═══ Extracted text ═══

I pretty much agree with Keranu. I am a big fan of smooth color gradients. I'm not sure why I don't find most SNES games appealing. I guess I like detail in my color gradients, like on Rayxanber 3. Lookeee nice! I also like the use of shading and whatnot since I myself am a super-awesome artist. However I am also impressed with depth, animation and motion so parallax is very important to me as is color and detail. Seeing the scrolling in the SMS Choplifter was a major turning point in my life artistically. I started noticing depth and how things behaved as I moved much, much more. Parallax just for the sake of parallax adds next to nothing, but it can help make a game look cool. The first time I played the arcade version of Atomic Robo Kid I was blown away by 3 independent BGs. It just looked so darn cool and detailed as a result. Neither the Turbo or the Genesis versions match it. Crap game, though.
Many SNES games look weird to me as well. Too often, drab colors are used, particularly on sprites. I'm guessing that it has something to do with the palettes to choose from, because even some cartoony games have cool or warm/pastel colored characters that look out of place. I think that the PCE's color appears so vibrant because it has a good set of colors for its limited display(compared to modern technology).

═══ Input data ═══

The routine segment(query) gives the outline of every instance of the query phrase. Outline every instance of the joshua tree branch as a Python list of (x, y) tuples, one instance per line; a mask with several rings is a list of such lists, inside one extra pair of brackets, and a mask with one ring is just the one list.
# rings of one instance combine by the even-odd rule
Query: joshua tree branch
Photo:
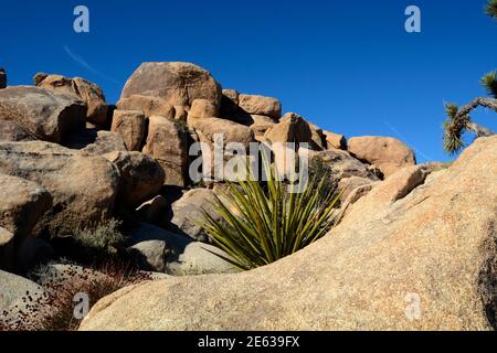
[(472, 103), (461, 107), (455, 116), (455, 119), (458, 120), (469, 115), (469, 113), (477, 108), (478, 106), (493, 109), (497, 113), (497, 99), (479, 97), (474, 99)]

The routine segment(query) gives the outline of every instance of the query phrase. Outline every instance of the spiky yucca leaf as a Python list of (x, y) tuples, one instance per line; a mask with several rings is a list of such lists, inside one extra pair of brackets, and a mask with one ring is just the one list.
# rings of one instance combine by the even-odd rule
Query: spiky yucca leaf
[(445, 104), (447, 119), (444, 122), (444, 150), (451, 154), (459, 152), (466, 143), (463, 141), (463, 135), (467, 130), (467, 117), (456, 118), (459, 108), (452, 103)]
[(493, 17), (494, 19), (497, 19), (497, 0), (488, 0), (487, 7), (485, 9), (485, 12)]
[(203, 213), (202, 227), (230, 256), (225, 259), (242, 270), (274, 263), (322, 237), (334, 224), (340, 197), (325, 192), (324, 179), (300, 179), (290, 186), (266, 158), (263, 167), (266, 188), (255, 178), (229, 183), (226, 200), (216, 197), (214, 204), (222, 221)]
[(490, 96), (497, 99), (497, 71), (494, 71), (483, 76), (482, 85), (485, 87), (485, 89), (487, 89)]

═══
═══ Input data ═══

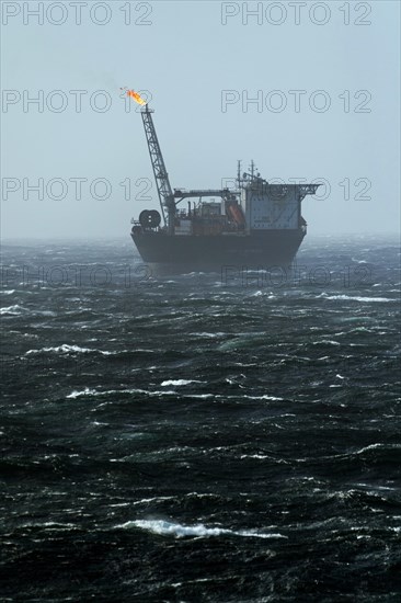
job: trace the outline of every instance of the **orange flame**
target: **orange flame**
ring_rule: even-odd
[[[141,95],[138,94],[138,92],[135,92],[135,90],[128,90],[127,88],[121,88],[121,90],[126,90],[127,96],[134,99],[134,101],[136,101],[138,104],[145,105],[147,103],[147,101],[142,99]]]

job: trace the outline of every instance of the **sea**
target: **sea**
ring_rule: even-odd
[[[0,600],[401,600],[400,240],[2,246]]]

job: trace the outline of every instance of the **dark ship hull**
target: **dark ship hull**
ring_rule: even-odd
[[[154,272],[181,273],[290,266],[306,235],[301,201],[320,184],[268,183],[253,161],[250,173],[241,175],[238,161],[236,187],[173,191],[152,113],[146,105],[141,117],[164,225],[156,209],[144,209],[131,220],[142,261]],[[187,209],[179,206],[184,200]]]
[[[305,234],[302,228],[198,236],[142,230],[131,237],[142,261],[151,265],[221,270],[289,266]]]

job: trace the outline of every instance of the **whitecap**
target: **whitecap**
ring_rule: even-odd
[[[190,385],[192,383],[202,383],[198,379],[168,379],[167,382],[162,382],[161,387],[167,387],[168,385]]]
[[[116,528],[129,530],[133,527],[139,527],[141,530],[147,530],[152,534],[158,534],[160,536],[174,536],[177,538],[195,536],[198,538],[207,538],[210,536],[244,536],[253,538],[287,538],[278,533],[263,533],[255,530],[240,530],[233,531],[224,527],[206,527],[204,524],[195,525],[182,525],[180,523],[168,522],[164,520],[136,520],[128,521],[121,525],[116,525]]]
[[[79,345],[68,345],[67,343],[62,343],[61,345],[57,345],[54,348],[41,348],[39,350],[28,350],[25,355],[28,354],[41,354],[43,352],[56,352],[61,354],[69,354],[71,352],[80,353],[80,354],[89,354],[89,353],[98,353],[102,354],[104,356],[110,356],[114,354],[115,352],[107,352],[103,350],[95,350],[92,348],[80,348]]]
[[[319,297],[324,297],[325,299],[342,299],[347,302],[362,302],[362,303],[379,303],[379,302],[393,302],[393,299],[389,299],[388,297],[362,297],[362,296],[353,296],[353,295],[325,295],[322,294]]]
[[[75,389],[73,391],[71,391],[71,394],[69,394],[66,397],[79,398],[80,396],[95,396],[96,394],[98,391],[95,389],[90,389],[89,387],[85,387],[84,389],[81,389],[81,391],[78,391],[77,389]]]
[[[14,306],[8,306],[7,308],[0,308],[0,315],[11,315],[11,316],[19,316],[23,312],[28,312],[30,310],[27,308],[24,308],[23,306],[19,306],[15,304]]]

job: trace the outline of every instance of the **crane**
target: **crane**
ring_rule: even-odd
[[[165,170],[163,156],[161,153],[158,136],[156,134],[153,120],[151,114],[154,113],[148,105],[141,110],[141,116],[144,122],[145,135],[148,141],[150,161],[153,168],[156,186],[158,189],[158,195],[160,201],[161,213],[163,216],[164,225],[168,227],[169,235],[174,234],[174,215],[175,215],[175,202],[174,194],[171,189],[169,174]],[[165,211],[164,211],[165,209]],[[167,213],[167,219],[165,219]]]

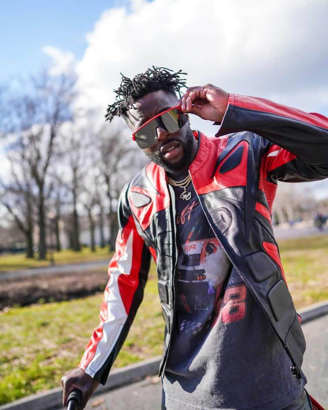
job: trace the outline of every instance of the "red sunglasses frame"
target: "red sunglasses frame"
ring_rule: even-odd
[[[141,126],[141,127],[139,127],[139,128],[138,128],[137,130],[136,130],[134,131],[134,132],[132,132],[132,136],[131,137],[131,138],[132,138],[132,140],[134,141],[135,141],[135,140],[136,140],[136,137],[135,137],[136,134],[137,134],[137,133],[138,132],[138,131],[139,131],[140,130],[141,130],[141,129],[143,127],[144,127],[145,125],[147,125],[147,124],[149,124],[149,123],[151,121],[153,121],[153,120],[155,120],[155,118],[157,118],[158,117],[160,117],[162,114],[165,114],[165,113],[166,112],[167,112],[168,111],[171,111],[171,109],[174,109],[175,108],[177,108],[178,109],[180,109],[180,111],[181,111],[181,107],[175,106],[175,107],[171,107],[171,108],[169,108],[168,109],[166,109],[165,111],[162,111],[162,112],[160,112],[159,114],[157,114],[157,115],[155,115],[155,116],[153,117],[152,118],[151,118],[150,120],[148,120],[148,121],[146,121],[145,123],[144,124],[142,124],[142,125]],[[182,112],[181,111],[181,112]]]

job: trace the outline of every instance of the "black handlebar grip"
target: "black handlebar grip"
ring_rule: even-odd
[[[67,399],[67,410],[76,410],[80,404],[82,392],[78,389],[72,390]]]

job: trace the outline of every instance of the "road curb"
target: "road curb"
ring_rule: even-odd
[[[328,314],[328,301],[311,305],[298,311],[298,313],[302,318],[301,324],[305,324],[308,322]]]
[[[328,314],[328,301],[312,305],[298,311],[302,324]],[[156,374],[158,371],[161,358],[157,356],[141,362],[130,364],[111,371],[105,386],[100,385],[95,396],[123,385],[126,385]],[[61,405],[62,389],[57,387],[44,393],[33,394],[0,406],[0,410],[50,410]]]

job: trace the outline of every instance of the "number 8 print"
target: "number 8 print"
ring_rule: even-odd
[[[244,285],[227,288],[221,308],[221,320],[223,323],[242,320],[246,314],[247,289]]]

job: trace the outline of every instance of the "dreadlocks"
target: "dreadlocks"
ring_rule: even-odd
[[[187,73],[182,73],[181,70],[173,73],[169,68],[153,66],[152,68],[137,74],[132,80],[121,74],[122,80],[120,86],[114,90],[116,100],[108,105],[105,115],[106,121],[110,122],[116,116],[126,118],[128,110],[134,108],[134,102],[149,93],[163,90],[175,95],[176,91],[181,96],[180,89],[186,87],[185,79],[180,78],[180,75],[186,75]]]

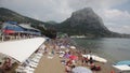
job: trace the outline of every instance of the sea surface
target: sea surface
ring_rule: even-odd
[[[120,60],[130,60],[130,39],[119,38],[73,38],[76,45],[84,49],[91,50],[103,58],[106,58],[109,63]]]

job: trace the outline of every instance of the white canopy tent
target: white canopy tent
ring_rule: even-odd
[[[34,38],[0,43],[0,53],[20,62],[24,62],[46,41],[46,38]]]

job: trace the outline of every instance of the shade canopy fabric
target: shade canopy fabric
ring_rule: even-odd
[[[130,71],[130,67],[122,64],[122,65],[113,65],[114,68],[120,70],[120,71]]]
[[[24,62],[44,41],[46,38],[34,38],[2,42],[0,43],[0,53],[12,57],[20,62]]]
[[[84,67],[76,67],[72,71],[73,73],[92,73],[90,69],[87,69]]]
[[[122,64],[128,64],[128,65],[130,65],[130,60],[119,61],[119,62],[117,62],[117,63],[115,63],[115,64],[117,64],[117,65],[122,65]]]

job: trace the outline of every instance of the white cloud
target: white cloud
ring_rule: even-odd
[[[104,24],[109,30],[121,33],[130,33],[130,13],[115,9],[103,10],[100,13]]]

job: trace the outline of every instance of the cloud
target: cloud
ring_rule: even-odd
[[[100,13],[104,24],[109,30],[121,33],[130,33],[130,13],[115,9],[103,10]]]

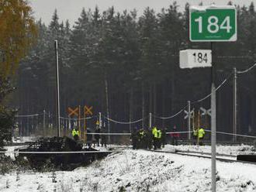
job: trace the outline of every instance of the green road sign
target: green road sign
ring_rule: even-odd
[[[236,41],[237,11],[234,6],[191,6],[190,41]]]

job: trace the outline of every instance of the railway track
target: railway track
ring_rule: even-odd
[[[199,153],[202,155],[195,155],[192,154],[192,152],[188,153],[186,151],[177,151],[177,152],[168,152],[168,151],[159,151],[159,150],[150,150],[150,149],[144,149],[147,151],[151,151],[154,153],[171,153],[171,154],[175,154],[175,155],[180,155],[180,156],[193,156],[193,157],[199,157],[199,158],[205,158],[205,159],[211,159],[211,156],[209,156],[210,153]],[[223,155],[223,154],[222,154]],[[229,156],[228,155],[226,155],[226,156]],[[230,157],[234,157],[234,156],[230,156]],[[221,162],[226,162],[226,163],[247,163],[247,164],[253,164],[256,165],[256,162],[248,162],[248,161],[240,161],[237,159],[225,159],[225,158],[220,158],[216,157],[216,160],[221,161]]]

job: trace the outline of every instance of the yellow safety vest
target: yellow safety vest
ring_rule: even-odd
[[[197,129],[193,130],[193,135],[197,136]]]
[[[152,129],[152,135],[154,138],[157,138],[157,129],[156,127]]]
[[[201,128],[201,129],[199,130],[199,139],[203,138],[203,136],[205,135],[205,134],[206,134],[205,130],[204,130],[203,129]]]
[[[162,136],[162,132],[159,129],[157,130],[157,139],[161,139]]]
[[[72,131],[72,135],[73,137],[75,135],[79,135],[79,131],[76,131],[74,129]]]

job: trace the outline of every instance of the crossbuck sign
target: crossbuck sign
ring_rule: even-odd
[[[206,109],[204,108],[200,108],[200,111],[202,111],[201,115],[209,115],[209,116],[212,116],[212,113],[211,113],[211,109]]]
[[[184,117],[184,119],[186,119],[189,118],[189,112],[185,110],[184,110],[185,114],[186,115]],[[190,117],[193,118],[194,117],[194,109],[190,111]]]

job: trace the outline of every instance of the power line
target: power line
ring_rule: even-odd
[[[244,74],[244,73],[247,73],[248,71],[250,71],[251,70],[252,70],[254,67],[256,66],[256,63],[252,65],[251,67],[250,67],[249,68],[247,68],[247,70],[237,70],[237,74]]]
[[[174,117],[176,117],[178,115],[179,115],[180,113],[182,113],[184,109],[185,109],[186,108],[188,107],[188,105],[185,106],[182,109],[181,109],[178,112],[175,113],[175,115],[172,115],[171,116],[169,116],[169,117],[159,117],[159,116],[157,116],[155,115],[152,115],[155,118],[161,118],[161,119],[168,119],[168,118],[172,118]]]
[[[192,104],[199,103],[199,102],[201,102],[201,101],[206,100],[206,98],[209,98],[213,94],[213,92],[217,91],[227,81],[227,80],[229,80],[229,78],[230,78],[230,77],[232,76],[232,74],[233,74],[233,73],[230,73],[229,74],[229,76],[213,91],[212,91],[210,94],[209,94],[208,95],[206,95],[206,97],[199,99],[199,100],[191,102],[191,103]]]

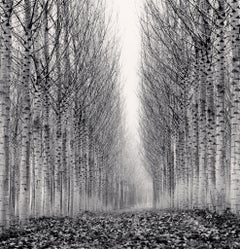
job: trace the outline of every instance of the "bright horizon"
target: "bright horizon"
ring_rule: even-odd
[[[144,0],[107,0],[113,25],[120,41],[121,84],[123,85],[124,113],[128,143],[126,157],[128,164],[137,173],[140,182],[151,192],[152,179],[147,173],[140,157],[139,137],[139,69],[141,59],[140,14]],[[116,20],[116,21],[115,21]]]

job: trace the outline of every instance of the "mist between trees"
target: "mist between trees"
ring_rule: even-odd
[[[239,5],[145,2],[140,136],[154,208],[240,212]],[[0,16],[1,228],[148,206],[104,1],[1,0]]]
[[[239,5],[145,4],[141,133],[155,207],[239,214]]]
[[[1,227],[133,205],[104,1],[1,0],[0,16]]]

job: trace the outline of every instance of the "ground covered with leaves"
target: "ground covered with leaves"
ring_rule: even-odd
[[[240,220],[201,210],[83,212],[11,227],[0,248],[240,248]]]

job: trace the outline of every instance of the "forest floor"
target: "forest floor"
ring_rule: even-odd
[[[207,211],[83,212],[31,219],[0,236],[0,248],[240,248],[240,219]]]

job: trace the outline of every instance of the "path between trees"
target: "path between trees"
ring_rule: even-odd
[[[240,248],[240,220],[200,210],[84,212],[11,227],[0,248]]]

═══
═══ Input data ═══

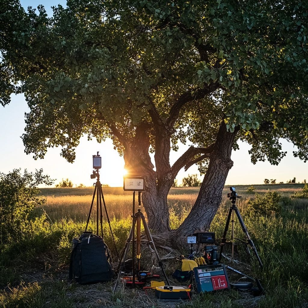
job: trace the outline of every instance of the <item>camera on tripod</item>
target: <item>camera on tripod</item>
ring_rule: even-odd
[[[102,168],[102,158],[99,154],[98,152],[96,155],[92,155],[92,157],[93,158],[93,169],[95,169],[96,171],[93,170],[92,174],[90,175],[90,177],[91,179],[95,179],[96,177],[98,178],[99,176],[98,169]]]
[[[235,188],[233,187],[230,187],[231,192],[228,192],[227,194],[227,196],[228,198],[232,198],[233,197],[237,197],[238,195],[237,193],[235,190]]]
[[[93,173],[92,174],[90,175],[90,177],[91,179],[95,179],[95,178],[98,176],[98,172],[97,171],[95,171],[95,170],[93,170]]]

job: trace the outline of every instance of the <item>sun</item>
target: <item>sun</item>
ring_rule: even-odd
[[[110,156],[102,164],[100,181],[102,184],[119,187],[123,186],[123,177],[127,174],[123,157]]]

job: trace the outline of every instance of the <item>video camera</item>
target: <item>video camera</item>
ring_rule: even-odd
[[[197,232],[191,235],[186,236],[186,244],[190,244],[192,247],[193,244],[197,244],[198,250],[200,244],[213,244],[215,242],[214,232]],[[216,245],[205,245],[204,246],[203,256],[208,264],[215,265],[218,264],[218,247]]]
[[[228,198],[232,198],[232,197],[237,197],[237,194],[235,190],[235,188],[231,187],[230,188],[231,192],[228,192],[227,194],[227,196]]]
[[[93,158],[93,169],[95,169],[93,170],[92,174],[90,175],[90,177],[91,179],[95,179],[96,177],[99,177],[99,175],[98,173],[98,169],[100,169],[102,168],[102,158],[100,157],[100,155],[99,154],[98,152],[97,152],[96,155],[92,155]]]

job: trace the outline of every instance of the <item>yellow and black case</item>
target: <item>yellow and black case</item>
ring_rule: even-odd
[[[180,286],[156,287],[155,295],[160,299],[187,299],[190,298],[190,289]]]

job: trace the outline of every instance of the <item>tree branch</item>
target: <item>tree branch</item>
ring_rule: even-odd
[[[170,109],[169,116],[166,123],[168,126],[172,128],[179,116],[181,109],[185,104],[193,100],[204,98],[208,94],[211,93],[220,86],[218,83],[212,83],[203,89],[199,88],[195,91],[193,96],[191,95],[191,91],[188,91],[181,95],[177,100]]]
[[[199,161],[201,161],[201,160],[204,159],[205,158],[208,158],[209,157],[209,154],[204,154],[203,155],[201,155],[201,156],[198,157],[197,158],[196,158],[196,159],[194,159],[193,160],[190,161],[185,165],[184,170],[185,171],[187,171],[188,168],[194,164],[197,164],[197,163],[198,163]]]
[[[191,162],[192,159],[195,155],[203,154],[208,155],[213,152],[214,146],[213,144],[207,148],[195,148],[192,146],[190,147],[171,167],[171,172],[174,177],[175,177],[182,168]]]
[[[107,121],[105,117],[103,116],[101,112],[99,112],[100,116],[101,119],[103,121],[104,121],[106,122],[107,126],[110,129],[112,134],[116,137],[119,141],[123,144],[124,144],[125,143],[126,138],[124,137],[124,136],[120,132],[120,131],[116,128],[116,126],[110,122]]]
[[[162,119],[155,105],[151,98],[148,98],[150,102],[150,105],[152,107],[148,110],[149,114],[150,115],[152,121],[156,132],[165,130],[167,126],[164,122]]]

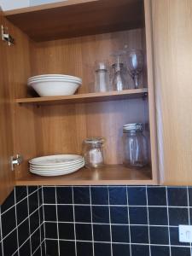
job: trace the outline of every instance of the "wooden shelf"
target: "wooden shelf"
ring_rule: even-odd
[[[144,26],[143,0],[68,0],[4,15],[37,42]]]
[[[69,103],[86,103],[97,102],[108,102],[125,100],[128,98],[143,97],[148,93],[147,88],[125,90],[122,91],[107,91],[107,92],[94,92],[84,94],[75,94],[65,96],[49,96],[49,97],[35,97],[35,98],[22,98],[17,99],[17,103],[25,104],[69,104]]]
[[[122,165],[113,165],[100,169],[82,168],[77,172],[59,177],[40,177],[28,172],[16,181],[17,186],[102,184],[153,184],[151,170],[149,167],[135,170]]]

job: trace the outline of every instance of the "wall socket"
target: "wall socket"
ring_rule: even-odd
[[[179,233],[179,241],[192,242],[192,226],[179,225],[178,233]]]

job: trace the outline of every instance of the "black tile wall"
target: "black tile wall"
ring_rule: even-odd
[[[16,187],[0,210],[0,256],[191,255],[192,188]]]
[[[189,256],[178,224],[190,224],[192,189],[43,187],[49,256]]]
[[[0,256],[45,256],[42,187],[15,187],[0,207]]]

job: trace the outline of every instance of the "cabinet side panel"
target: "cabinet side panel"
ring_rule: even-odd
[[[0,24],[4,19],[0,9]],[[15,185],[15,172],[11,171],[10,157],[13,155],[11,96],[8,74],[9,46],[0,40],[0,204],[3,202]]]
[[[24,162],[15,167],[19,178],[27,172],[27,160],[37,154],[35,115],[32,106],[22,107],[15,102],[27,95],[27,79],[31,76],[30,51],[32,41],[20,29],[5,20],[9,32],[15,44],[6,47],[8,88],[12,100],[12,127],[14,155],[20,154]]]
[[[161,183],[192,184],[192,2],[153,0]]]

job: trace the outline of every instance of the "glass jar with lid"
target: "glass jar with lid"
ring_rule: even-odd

═══

Rewrite the post about game colors starting with "Many SNES games" and going on through "to modern technology).", using "dull" in place of "drab".

Many SNES games look weird to me as well. Too often, dull colors are used, particularly on sprites. I'm guessing that it has something to do with the palettes to choose from, because even some cartoony games have cool or warm/pastel colored characters that look out of place. I think that the PCE's color appears so vibrant because it has a good set of colors for its limited display(compared to modern technology).